Aufgabenziel:
Tippen Sie alle folgenden Einträge Zeile für Zeile unverändert ab. Die Bilder lassen Sie in der Wiedergabe weg.

(Einträge mit Zeigepunkten)
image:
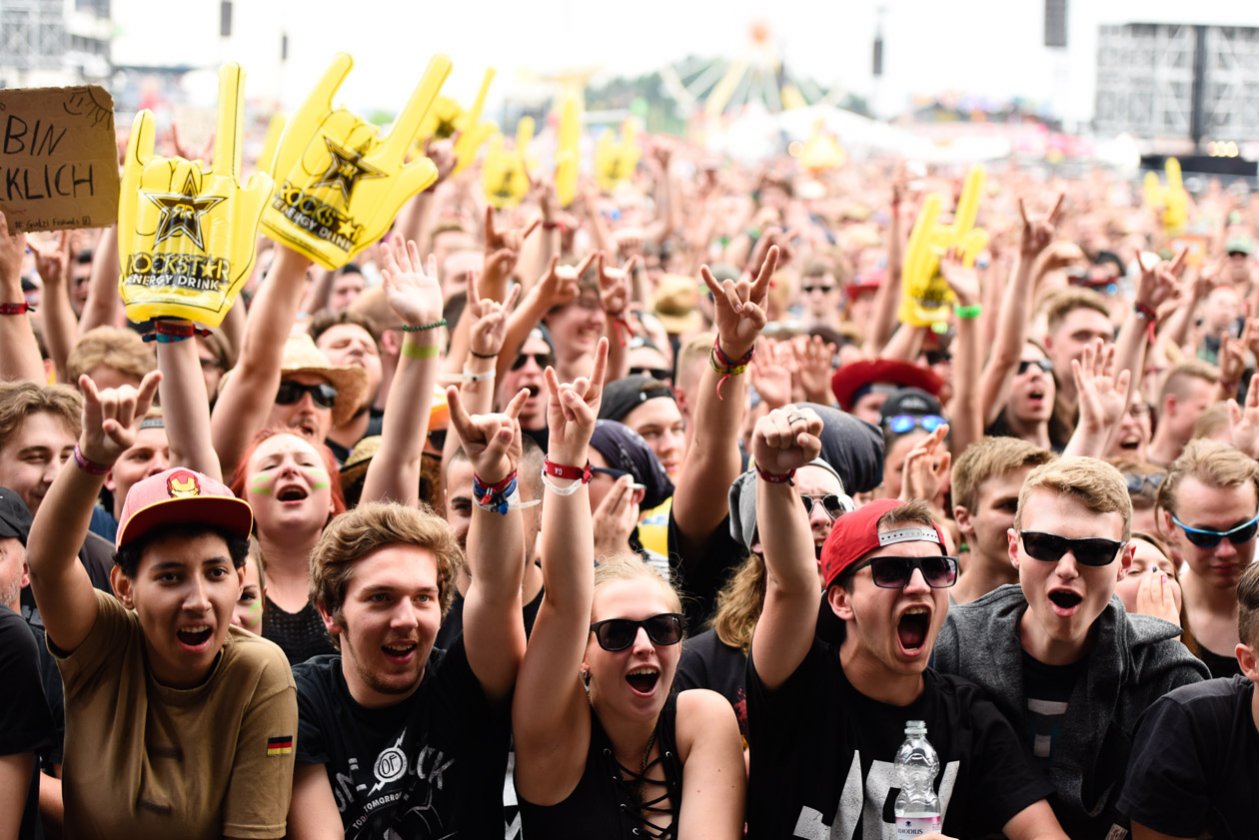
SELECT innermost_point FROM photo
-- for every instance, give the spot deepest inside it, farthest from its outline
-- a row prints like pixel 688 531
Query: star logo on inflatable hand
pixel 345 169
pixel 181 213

Ergebnis der Aufgabe:
image:
SELECT innermost_point FROM photo
-- for every instance, give the spot deepest inside it, farthest from its outline
-- a row prints like pixel 688 531
Query: star logo on inflatable hand
pixel 345 169
pixel 181 213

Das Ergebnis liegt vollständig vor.